* **What is expected**
Locate every line in the rows below that contains the string "mirror" and copy each such line in full. Case counts when matching.
※
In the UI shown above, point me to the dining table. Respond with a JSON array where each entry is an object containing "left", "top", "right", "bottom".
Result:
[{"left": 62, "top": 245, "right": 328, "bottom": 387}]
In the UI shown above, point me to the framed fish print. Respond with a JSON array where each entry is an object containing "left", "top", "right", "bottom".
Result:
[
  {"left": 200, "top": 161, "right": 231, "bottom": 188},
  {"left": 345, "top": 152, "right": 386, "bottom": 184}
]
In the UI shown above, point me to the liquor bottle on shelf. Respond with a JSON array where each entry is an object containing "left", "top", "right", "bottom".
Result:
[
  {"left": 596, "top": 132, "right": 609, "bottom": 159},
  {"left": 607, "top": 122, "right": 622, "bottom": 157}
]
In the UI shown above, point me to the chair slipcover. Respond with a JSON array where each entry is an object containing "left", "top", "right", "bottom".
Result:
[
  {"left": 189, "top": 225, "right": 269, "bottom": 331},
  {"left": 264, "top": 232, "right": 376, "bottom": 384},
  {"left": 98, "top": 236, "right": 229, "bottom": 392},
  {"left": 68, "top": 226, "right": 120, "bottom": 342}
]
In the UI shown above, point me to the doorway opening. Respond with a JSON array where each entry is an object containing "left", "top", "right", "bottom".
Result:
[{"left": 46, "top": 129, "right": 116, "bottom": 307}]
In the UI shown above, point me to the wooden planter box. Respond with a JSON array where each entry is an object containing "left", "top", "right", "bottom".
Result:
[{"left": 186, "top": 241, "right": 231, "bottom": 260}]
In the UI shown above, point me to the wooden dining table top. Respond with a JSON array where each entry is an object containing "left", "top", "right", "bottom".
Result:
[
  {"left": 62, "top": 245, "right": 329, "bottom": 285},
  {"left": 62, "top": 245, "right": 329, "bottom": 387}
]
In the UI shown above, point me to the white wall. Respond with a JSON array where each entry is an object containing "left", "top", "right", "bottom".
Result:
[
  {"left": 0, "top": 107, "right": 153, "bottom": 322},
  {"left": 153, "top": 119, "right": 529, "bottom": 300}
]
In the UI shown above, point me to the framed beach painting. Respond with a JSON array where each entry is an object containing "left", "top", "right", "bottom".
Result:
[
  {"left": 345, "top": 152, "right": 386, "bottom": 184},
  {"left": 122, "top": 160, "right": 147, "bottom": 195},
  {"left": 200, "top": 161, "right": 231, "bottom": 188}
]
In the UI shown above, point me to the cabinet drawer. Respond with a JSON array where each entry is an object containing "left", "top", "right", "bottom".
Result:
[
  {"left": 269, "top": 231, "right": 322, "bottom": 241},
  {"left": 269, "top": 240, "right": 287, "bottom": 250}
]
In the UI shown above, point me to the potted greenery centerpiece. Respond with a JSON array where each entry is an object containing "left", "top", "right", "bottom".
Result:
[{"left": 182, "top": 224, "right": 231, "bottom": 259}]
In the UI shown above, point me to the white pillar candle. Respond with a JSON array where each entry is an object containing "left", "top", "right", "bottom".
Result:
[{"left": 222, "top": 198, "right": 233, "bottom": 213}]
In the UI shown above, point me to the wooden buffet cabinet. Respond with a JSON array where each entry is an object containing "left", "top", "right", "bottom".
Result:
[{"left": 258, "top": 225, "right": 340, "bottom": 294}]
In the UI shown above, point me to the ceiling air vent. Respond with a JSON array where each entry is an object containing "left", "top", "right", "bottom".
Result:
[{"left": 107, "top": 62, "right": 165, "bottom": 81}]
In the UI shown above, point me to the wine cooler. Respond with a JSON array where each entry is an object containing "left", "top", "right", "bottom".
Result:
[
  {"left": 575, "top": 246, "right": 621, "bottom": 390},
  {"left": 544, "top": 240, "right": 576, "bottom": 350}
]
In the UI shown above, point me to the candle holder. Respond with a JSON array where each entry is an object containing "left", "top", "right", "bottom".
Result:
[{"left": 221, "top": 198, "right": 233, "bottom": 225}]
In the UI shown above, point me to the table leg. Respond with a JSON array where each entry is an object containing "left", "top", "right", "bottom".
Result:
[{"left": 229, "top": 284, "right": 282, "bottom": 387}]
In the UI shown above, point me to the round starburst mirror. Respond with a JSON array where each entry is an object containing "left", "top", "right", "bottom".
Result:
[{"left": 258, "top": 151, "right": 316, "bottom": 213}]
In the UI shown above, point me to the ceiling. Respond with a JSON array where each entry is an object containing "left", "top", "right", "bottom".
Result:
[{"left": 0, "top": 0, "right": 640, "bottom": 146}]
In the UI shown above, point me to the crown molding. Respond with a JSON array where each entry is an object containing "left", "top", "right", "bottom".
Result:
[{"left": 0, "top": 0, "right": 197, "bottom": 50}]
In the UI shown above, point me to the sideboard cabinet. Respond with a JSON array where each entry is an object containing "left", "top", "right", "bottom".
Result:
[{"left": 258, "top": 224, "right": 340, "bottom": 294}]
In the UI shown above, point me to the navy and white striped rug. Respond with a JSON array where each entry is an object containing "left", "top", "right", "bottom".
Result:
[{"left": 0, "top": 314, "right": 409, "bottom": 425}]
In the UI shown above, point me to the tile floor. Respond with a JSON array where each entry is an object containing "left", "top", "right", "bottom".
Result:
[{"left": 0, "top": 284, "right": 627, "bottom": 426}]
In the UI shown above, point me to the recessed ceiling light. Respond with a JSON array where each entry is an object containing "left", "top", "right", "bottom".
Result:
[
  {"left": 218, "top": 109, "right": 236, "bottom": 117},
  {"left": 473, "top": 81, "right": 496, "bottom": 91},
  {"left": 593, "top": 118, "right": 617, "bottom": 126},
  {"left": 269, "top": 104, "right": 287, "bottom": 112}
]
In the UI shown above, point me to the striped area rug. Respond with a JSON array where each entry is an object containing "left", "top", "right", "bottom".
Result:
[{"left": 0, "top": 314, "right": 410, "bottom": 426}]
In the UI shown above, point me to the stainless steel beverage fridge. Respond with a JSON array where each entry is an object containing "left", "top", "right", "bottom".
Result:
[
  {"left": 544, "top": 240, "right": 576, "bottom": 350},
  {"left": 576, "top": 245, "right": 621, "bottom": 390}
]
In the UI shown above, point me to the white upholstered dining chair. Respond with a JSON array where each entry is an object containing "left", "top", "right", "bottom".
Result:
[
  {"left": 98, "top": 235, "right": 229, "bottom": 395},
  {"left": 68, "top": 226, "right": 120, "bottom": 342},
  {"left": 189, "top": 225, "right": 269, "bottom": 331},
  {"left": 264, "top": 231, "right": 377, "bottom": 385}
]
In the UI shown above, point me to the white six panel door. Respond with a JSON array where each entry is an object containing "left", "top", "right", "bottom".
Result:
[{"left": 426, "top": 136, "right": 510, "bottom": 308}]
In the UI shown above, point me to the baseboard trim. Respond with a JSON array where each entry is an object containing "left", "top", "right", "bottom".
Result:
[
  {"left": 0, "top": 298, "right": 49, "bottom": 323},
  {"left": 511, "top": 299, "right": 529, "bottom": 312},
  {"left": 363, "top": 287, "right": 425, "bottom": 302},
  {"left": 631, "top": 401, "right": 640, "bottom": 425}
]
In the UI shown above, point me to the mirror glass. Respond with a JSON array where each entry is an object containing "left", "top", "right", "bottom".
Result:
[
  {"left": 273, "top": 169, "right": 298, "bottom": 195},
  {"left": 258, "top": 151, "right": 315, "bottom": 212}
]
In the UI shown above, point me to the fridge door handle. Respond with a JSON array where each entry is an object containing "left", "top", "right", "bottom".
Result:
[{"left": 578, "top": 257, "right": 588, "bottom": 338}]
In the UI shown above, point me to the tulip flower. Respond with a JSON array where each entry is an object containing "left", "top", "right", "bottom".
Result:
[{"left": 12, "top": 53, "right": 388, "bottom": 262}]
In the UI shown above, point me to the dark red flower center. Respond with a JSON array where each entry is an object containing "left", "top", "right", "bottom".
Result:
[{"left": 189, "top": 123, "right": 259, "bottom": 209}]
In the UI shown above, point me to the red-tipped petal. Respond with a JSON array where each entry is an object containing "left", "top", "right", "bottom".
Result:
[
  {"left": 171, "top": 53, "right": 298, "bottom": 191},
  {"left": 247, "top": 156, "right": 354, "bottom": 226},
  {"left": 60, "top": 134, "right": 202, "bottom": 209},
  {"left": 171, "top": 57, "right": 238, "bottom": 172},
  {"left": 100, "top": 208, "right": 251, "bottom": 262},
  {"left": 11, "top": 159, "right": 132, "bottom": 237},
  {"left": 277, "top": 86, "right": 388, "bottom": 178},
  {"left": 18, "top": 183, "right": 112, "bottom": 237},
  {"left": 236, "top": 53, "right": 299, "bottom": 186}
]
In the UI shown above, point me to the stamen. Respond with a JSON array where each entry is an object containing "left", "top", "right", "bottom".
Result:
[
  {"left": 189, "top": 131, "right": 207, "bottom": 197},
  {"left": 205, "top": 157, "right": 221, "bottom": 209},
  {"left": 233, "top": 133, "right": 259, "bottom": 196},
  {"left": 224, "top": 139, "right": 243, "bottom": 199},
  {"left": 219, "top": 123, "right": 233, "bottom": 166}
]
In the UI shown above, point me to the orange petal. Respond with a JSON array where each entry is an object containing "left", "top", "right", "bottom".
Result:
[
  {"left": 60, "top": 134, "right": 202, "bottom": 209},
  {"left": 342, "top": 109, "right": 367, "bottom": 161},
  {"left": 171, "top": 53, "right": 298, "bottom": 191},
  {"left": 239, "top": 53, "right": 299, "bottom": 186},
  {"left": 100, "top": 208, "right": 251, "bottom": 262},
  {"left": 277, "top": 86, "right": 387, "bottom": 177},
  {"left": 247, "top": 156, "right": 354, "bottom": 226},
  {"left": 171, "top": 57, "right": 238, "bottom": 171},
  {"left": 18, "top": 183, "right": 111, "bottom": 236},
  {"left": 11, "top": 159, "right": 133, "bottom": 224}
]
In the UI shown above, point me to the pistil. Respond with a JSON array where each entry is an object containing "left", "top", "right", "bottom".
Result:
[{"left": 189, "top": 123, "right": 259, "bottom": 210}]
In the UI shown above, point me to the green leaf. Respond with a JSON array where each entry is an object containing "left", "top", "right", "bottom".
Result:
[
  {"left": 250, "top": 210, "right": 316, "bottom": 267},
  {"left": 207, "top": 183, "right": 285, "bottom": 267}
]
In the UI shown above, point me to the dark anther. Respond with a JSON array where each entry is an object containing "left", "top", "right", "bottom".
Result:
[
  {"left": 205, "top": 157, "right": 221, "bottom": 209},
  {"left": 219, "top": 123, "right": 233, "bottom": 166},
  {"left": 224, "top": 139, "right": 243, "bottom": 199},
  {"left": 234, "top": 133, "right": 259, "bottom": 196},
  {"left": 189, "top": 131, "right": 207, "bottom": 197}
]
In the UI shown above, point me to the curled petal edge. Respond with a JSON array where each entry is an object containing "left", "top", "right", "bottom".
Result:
※
* **Result**
In the UI shown above, point me to the round starburst mirror. Respond with a JSON array where each entry is an object containing "left", "top", "right", "bottom".
In the UI shown above, point me to the mirror glass. Respond with a JSON array where each entry is an object containing "left", "top", "right", "bottom".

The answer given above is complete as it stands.